Problem => What is needed is every line, exactly as given, from the line containing "hard hat on" through the end of the data below.

Material provided =>
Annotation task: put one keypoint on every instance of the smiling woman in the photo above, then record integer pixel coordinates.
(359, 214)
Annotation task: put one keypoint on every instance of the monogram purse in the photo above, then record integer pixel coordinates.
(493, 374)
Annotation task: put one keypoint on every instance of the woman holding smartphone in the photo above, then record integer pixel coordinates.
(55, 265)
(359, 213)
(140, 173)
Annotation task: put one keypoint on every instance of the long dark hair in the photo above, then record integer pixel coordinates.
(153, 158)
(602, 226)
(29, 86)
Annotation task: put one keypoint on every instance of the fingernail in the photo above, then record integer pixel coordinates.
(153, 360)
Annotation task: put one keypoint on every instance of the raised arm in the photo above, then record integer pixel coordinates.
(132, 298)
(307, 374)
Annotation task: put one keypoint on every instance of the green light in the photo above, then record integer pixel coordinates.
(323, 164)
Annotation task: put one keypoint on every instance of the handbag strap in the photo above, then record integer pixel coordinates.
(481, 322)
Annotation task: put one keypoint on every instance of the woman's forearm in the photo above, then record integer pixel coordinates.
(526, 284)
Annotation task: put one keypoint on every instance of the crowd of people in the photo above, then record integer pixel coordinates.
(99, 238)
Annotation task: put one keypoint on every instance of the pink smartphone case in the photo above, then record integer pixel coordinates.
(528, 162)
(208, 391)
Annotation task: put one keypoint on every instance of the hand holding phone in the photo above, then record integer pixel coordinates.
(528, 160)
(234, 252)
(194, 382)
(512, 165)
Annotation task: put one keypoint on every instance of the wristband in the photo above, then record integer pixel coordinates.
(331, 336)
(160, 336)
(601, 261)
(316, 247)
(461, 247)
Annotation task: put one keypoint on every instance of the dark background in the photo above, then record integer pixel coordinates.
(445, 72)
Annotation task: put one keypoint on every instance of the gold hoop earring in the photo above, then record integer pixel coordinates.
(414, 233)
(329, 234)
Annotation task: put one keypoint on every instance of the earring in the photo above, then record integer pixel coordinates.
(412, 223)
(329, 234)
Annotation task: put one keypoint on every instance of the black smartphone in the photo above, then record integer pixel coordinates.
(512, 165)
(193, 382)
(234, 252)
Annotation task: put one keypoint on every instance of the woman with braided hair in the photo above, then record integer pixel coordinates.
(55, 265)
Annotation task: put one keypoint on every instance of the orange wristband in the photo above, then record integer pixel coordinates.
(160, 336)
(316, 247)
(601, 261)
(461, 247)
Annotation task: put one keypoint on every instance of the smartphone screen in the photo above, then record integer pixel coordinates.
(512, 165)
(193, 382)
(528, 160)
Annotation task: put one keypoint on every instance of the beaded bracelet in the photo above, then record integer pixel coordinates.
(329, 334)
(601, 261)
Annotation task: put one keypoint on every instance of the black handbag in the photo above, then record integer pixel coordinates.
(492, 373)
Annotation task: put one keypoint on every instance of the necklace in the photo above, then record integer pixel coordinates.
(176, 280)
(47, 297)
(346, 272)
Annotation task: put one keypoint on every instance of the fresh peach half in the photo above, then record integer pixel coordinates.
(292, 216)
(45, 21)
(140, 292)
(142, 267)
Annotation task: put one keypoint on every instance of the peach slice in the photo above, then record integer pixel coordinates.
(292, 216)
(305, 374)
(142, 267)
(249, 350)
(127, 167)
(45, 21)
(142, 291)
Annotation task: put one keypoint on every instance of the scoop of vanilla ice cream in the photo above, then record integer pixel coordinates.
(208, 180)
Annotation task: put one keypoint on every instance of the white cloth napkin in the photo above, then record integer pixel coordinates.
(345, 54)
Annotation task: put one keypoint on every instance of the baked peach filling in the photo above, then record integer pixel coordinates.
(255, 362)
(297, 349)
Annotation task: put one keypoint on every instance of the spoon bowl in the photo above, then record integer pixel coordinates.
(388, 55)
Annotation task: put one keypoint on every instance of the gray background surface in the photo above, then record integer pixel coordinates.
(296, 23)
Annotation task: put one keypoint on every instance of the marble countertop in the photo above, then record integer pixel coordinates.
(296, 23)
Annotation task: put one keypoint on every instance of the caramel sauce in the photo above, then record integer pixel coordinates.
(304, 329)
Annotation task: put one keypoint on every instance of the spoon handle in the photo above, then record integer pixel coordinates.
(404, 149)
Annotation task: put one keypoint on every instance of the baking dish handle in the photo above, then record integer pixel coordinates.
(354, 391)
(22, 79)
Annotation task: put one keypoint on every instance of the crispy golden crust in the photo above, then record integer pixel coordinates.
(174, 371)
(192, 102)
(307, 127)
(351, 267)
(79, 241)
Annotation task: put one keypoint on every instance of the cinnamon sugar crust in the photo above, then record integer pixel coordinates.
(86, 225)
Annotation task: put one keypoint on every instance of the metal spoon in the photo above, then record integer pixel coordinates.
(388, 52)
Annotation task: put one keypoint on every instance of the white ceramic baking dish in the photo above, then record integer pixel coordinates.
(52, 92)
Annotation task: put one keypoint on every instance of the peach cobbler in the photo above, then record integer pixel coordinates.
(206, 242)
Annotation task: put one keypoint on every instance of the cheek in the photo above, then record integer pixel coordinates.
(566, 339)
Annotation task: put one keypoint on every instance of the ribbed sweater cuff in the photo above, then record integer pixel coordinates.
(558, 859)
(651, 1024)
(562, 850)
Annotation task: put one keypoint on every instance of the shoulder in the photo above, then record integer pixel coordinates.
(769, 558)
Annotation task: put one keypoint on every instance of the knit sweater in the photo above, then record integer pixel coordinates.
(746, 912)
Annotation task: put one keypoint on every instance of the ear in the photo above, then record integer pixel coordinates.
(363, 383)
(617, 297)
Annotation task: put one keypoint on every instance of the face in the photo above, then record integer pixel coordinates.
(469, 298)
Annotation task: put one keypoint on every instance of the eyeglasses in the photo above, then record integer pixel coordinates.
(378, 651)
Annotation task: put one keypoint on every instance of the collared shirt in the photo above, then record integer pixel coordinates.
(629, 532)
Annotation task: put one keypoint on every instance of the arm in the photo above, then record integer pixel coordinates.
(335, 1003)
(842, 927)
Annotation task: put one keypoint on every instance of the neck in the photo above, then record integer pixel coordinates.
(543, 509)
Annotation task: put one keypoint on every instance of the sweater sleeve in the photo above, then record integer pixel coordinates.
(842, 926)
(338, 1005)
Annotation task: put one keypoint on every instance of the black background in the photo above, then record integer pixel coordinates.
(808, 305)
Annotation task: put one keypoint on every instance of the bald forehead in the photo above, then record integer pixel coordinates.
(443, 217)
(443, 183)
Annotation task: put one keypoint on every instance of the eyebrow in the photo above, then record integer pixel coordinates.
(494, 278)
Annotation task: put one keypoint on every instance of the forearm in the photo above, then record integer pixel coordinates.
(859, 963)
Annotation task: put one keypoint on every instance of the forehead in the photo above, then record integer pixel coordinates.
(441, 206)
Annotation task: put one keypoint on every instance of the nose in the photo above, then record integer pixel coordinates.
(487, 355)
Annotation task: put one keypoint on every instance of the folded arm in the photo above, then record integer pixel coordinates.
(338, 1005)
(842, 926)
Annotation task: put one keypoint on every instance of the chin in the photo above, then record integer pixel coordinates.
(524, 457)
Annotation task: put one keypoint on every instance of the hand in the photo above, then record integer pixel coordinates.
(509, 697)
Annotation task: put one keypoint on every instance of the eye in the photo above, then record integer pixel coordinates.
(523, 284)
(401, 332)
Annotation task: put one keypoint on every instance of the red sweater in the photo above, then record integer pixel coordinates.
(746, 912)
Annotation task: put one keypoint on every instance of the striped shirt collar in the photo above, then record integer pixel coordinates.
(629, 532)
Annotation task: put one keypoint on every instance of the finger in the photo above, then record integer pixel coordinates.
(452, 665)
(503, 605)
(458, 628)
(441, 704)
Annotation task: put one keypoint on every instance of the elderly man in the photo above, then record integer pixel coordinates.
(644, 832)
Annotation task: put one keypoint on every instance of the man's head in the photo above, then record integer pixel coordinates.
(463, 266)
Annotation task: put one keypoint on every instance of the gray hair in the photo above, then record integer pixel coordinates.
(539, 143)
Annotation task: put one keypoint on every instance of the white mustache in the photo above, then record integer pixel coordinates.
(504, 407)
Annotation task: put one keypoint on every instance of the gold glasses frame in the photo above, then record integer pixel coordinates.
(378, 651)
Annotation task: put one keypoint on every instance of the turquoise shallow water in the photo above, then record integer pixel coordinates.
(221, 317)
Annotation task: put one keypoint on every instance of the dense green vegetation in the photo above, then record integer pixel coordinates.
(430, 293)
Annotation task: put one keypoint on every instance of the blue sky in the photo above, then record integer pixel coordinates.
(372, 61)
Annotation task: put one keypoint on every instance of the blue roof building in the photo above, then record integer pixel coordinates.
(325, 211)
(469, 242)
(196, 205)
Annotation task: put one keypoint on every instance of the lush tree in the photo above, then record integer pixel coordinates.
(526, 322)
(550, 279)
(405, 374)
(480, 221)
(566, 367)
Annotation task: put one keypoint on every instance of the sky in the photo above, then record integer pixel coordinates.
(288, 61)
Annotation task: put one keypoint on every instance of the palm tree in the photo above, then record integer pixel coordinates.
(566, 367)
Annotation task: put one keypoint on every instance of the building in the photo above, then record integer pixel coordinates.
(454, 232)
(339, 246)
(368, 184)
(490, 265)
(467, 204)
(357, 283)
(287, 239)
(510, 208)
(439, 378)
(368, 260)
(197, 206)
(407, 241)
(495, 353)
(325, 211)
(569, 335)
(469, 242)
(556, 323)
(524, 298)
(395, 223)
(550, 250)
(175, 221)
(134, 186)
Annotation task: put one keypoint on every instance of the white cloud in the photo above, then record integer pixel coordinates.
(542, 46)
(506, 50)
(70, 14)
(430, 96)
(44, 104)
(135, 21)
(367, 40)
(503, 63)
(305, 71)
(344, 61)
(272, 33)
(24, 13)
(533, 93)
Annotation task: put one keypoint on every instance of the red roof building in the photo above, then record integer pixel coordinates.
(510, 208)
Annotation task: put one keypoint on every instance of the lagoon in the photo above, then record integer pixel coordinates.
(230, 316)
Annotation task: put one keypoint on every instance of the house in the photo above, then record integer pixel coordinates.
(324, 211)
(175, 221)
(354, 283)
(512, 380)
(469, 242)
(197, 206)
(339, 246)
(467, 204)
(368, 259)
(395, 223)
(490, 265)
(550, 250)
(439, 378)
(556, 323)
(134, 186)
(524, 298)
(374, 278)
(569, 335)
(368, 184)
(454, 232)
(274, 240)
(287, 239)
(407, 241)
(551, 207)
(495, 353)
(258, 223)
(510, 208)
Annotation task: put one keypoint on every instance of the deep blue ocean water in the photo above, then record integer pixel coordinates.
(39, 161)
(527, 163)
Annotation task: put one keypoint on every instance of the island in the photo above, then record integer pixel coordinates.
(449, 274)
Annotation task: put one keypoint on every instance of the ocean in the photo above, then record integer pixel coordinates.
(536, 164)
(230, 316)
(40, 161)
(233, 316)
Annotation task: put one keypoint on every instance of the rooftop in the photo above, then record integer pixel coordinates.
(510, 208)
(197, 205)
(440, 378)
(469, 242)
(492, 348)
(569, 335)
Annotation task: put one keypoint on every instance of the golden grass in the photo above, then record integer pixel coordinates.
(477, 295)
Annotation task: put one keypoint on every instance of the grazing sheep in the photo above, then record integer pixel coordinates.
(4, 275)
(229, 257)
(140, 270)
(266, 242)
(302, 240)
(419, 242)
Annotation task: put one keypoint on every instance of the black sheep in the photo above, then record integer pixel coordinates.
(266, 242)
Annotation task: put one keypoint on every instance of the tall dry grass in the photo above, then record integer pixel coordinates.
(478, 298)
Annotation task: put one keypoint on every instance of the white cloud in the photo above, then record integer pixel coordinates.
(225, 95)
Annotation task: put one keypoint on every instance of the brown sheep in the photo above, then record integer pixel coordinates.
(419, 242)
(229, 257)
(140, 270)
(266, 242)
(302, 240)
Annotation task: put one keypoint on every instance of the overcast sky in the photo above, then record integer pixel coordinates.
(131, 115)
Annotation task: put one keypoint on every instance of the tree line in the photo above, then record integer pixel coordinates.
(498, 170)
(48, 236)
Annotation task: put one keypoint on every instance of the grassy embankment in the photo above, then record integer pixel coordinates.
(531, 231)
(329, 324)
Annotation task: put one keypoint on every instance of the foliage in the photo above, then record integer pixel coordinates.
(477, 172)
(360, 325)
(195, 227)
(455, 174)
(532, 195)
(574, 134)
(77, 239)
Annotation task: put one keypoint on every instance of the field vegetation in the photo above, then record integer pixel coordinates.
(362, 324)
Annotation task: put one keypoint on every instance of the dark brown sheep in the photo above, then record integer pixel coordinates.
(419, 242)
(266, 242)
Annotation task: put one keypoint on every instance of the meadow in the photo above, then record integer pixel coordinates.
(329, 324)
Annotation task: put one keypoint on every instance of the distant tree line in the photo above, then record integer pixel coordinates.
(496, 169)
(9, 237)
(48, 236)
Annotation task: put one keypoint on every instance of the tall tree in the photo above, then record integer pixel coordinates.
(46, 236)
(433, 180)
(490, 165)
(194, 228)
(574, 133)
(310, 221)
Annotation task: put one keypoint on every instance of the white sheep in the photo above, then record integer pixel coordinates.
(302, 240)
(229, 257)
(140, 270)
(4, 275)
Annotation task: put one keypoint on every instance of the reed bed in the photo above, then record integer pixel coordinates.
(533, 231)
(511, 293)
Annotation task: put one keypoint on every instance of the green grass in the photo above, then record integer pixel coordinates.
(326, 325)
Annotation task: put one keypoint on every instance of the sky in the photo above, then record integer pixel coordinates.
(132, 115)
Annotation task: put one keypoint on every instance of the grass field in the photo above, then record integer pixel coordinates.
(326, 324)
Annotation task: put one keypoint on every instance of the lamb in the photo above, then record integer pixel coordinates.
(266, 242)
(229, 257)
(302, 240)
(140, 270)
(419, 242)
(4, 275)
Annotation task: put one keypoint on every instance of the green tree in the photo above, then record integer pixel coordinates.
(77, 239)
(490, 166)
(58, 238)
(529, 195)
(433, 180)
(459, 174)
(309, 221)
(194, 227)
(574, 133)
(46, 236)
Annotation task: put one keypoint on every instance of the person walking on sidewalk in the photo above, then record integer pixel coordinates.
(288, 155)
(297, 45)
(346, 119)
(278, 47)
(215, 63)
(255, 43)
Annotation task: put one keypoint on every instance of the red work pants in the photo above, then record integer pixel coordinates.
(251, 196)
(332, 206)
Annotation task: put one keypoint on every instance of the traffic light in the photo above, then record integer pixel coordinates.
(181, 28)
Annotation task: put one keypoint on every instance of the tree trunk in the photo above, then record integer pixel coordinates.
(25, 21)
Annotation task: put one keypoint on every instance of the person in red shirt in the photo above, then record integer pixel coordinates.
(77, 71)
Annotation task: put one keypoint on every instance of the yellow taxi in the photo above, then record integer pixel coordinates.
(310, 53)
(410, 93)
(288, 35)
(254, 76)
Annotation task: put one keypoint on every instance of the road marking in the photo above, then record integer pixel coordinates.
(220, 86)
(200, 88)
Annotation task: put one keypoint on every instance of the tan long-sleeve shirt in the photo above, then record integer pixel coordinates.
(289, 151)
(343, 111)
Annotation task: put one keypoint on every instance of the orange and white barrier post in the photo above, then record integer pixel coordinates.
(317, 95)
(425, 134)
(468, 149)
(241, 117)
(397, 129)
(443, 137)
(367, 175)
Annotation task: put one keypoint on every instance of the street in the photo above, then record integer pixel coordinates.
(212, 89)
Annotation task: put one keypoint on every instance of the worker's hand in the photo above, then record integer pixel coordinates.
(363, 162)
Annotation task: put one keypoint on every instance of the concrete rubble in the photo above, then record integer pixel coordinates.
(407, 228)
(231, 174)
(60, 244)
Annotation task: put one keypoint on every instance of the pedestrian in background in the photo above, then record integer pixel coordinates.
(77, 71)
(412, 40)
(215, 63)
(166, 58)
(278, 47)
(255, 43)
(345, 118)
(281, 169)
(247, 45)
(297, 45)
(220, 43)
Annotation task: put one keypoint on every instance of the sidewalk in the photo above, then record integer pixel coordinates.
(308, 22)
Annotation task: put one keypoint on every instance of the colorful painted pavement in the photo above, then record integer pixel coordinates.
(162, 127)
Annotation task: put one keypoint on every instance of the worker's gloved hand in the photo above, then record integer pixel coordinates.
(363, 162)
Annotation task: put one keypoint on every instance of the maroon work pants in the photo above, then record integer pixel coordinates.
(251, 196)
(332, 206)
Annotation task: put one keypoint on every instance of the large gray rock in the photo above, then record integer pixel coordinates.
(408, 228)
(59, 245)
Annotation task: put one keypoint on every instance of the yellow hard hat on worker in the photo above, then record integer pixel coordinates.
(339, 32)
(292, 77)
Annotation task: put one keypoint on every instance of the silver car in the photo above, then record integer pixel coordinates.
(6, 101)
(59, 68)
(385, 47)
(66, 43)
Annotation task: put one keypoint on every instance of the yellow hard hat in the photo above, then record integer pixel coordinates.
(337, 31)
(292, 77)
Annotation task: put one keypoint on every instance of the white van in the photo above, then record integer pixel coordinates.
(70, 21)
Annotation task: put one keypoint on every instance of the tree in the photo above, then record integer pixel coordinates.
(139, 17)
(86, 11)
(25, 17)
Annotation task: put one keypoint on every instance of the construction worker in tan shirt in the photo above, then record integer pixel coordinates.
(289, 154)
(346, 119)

Written response =>
Annotation task: put one keypoint on every instance of the yellow hard hat on worker in the photo above, then record integer pixel coordinates.
(339, 32)
(292, 77)
Annotation task: put one keypoint on every instance of the silver car in the photo above, then record integer pixel coordinates.
(6, 101)
(59, 68)
(385, 47)
(66, 43)
Annotation task: put one keypoint on every instance of the yellow hard hat in the photo above, then record integer pixel coordinates.
(337, 31)
(292, 77)
Annotation task: put one keypoint on every instance of the white van in the photo above, then record integer pixel coordinates.
(70, 21)
Annotation task: put one keypoint on every instance of the tree in the photo above, then record integer pixel coordinates.
(139, 17)
(86, 11)
(25, 17)
Annotation task: put one keypoint on every instance of the construction worker in tan shirt in the photo above, then record integer pixel coordinates.
(289, 154)
(346, 119)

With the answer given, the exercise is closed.